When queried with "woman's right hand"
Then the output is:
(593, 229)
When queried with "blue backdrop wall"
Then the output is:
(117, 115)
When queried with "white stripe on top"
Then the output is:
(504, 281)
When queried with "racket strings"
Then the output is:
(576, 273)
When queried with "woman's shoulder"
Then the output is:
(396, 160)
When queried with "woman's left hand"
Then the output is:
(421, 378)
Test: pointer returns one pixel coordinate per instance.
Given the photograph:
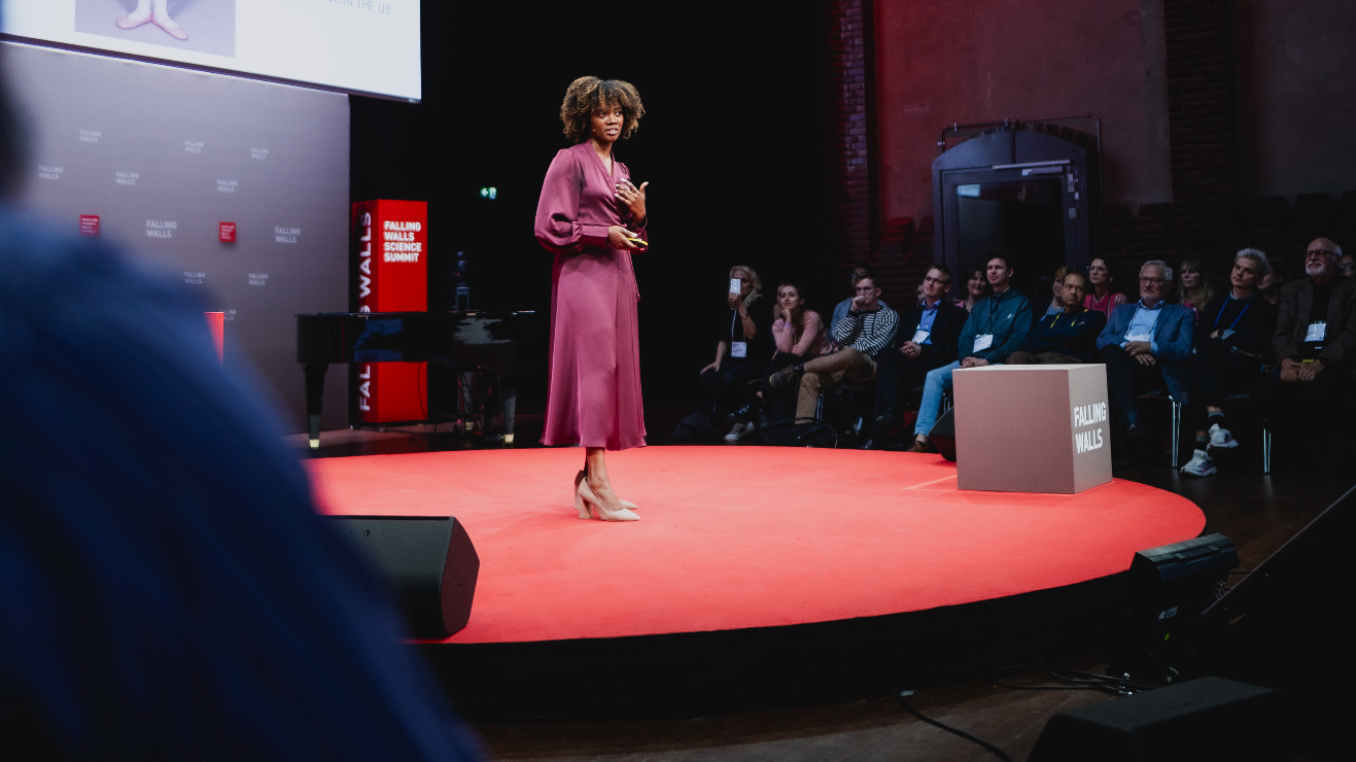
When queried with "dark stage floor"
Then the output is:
(1257, 511)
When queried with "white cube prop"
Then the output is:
(1032, 427)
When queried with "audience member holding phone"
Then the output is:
(743, 343)
(799, 335)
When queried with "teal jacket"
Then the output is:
(1006, 316)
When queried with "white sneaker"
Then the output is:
(1221, 437)
(739, 431)
(1200, 464)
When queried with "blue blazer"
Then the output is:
(1173, 334)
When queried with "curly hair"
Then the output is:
(587, 95)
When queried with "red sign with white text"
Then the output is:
(392, 275)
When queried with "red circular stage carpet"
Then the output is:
(746, 537)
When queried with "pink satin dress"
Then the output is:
(594, 365)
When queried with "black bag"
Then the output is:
(700, 426)
(812, 433)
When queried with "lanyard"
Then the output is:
(1061, 313)
(993, 312)
(1237, 319)
(926, 309)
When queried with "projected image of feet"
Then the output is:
(206, 26)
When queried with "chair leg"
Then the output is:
(1265, 446)
(1177, 430)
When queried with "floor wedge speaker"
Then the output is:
(944, 435)
(429, 562)
(1200, 719)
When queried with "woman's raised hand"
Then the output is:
(632, 197)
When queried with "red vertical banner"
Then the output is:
(392, 275)
(217, 327)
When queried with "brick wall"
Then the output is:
(1202, 128)
(850, 132)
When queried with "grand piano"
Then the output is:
(465, 341)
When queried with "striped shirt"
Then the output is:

——

[Task directions]: Please write out every entry exactly, but skip the pictures.

[Written reply]:
When queried with "woman's right hand"
Then the output is:
(593, 229)
When queried with "blue backdrop wall"
Then the output is:
(117, 115)
When queried with "white stripe on top"
Then the output is:
(504, 281)
When queried with "racket strings"
Then the output is:
(576, 273)
When queried with "woman's shoulder"
Then the output is:
(396, 160)
When queried with "woman's left hand"
Then the output is:
(421, 378)
Test: pointer returns one pixel coordinate per instance.
Given the photograph:
When queried with "dark stage floor"
Then the output is:
(1257, 511)
When queried with "white cube prop"
Then the output is:
(1032, 427)
When queried with "audience member holding phone"
Then the output is:
(743, 343)
(799, 335)
When queried with "teal jacket"
Then the output is:
(1006, 316)
When queried with "white sneaker"
Then the output is:
(1221, 437)
(739, 431)
(1200, 464)
When queried with "blue blazer"
Then the output is:
(1173, 334)
When queried with "curly hair"
Then the output is:
(587, 95)
When queried with "red sign with white text"
Then the output is:
(392, 275)
When queried with "red circular stage carpet"
Then the output is:
(746, 537)
When queried with "pink satin dress"
Then the output is:
(594, 365)
When queried with "black bag"
Then the output is:
(700, 426)
(812, 433)
When queried with "lanyard"
Then the output is:
(1061, 313)
(993, 312)
(1237, 319)
(926, 309)
When queried with "projected image of feet"
Then the output is:
(206, 26)
When queried with "chair leg"
Then the output is:
(1265, 446)
(1177, 430)
When queried with "floor wedge speaker"
Then the output is:
(944, 435)
(429, 562)
(1200, 719)
When queried with "woman's raised hand"
Then the output is:
(632, 197)
When queried with "red vertical banner"
Then the output is:
(392, 275)
(217, 327)
When queried with "brick wall"
Then the output is:
(1202, 128)
(850, 132)
When queried with "grand piano"
Then the output is:
(465, 341)
When queried with "striped shirt"
Then the output is:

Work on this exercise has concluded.